# Kutipan Dokumen:
★ ★ ★ ★ ★
Ketua MA: Sinergi Kampus dengan Peradilan Perlu Terus Dibangun
Terbaru

Ketua MA: Sinergi Kampus dengan Peradilan Perlu Terus Dibangun

Syarifuddin memandang sinergi antara praktik peradilan dengan pihak kampus penting agar dunia pendidikan tidak ketinggalan oleh perkembangan praktik peradilan. Sebaliknya, dunia peradilan juga tidak keluar dari bingkai akademik.

Oleh:
Ferinda K Fachri
Bacaan 2 Menit
Ketua MA Prof M. Syarifuddin saat menyampaikan kuliah umum di Universitas Andalas Padang, Kamis (1/9/2022). Foto: Humas MA
Ketua MA Prof M. Syarifuddin saat menyampaikan kuliah umum di Universitas Andalas Padang, Kamis (1/9/2022). Foto: Humas MA

Perkembangan isu hukum yang menimbulkan polemik di masyarakat seringkali tidak dibarengi dengan regulasi yang memadai. Padahal, kebutuhan hukum di era teknologi dewasa ini terus bergerak cepat. Untuk itu, dunia pendidikan tinggi hukum harus dapat beradaptasi agar tidak ‘ketinggalan zaman’ seputar masalah hukum yang terjadi termasuk dalam lingkup dunia peradilan.

“Perkembangan praktik dunia peradilan saat ini berjalan dengan sangat cepat, bahkan kadang tidak mampu diikuti oleh regulasi dan teori-teori hukum yang diajarkan di kampus. Saya memandang perlu ada sinergi antara peradilan dengan pihak kampus agar dunia pendidikan tidak ketinggalan dengan perkembangan praktik peradilan. Sebaliknya, dunia peradilan juga tidak keluar dari bingkai akademik,” ujar Ketua Mahkamah Agung (MA) RI Prof M. Syarifuddin dalam kuliah umum di Universitas Andalas Padang, Kamis (1/9/2022) kemarin, sebagaimana dikutip dari situs resmi MA RI.

Dalam pemaparan materinya berjudul “Modernisasi Peradilan, Menuju Sistem Peradilan Pidana Terpadu Secara Elektronik”, Ketua MA menyampaikan dalam praktik peradilan yang tengah dikembangkan oleh MA bersama lembaga penegak hukum lain ialah terkait konsep peradilan pidana terpadu dengan memanfaatkan teknologi elektronik.

Baca Juga:

Untuk itu, sinergi lembaga peradilan dengan Fakultas Hukum Universitas sudah sepatutnya terus dibangun agar tidak ada lagi pemisah antara keduanya. Terlebih, praktik peradilan dengan kampus memiliki ‘siklus’ yang terhubung satu sama lain. Dimana peradilan dalam praktiknya tentu membutuhkan referensi dari buah pemikiran kalangan akademisi. Di sisi lain, produk-produk pengadilan juga diperlukan kampus menjadi bahan kajian dan penelitian bagi pengembangan ilmu pengetahuan.
★ ★ ★ ★ ★
# Tugas Anda:
Sebutkan judul materi yang dipaparkan Ketua MA dalam kuliah umum di Universitas Andalas Padang menurut kutipan dokumen di atas.
★ ★ ★ ★ ★
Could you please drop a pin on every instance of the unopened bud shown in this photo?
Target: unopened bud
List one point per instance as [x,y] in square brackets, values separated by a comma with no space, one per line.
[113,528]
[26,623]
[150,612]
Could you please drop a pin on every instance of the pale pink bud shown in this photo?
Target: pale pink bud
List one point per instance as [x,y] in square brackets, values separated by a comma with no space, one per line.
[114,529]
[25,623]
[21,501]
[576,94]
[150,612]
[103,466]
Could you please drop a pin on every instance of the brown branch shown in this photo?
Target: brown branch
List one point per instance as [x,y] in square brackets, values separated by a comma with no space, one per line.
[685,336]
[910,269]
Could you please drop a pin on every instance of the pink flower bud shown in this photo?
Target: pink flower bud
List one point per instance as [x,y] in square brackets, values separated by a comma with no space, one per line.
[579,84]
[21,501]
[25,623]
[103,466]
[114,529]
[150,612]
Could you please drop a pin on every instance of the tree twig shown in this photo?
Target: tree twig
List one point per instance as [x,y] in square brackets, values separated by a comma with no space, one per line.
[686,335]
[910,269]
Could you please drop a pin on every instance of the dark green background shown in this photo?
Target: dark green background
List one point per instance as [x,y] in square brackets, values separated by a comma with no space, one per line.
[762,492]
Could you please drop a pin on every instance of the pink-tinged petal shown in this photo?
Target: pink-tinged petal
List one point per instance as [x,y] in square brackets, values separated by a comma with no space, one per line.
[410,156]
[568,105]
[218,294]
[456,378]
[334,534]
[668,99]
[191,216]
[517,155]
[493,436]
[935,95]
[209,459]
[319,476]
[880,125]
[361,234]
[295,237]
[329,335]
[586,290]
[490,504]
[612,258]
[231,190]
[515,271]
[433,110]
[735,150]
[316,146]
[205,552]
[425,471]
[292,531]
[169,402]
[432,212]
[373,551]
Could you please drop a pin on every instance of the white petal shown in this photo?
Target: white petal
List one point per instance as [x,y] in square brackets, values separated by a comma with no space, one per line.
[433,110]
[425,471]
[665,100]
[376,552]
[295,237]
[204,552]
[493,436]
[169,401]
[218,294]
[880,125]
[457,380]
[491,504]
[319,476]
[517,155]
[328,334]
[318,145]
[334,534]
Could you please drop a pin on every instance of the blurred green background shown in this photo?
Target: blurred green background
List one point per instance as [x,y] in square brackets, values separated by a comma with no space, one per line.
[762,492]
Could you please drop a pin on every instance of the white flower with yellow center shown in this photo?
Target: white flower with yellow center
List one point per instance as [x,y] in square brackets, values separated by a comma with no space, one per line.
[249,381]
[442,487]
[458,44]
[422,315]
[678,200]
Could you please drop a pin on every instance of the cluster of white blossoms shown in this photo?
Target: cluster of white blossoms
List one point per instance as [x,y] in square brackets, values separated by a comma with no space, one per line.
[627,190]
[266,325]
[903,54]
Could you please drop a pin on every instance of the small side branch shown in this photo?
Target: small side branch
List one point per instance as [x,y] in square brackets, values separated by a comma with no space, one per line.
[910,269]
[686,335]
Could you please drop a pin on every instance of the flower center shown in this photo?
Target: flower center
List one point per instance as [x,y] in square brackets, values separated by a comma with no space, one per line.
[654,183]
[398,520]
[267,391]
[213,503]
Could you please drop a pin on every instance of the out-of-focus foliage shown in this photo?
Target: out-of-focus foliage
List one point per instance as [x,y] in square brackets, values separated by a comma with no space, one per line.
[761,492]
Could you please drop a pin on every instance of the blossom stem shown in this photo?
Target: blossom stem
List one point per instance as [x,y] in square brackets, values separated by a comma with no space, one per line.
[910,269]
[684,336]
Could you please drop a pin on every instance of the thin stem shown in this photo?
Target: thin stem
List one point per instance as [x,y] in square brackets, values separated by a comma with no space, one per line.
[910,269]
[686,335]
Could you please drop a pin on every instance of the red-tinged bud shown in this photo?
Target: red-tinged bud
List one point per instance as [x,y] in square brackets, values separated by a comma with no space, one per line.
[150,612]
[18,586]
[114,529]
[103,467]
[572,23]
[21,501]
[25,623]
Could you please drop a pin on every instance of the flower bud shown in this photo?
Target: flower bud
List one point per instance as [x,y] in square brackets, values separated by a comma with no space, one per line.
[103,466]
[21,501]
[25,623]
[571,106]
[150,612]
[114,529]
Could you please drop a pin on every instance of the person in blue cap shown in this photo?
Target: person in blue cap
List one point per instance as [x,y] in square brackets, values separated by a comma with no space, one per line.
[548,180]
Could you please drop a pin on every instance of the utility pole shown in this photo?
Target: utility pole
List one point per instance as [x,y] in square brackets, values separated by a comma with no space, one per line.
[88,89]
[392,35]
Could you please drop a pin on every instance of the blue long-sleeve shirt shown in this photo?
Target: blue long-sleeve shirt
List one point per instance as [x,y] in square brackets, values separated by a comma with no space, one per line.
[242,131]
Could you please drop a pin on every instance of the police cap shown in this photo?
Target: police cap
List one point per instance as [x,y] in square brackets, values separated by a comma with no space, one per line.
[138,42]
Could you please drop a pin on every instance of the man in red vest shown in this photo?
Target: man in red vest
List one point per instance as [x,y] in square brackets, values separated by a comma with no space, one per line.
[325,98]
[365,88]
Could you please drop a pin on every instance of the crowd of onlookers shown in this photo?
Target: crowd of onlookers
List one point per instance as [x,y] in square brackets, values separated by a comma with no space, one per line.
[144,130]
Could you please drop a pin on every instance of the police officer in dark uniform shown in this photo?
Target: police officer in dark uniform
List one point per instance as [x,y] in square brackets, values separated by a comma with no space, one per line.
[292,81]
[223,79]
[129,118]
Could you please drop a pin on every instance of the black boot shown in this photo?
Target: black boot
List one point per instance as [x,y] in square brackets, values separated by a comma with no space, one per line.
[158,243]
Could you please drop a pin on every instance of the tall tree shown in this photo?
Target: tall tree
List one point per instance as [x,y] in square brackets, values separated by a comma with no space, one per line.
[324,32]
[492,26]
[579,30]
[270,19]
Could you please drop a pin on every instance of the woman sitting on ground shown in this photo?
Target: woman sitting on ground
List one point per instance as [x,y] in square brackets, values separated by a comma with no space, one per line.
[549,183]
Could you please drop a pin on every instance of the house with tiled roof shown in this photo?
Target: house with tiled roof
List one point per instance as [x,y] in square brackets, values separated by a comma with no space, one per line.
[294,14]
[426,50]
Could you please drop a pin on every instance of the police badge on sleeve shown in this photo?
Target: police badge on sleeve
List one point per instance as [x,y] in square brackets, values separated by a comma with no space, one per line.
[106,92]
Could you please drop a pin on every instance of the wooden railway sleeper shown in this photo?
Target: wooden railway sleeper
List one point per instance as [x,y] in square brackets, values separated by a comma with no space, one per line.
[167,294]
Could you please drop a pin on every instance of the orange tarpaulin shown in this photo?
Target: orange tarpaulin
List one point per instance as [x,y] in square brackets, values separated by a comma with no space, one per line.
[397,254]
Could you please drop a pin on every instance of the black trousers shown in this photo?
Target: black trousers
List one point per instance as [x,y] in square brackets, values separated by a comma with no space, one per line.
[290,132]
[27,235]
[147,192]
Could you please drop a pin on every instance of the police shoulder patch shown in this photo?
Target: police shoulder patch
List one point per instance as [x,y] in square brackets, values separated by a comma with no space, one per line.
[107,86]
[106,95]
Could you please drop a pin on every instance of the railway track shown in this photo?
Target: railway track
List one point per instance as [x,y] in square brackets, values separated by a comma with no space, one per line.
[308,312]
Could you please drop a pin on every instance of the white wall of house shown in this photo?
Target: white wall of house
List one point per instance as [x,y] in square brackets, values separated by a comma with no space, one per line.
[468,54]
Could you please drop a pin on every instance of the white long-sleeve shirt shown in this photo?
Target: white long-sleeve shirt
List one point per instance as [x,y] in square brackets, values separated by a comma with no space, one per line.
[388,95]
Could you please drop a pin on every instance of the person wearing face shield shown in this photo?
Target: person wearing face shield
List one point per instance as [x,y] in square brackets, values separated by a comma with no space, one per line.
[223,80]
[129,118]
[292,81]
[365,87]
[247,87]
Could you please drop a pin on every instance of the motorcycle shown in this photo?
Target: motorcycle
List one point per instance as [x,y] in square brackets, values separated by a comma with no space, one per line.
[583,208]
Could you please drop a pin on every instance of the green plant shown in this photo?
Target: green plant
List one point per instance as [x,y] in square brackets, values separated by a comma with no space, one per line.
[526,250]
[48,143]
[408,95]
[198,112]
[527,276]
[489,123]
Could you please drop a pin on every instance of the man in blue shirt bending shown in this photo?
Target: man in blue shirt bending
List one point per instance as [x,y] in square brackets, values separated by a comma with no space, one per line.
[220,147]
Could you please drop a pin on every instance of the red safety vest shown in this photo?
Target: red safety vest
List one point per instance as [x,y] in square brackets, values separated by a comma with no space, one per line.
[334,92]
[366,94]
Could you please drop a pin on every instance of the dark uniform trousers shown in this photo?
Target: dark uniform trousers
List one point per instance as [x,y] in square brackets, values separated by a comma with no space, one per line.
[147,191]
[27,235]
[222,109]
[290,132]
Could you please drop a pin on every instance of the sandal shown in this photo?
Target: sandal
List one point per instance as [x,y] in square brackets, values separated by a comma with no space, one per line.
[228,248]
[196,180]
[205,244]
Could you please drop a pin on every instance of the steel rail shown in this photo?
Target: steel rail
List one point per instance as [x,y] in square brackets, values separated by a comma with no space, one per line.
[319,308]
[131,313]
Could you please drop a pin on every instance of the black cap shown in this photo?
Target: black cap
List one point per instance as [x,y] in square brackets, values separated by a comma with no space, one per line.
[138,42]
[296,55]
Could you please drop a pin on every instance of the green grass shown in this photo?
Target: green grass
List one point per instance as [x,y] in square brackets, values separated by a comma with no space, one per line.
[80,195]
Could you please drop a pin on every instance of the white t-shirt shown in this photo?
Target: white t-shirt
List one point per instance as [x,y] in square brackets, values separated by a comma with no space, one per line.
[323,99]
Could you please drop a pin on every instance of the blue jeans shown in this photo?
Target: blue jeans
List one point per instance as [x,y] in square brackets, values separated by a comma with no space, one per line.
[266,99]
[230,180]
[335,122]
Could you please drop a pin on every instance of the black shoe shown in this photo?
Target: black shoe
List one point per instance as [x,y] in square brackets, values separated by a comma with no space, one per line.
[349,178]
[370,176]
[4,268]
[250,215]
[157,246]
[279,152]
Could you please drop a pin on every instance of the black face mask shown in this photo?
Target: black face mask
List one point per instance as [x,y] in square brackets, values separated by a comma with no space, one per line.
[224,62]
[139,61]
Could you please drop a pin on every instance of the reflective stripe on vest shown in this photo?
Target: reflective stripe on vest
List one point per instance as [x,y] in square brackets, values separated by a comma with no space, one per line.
★ ★ ★ ★ ★
# Jawaban:
"Modernisasi Peradilan, Menuju Sistem Peradilan Pidana Terpadu Secara Elektronik"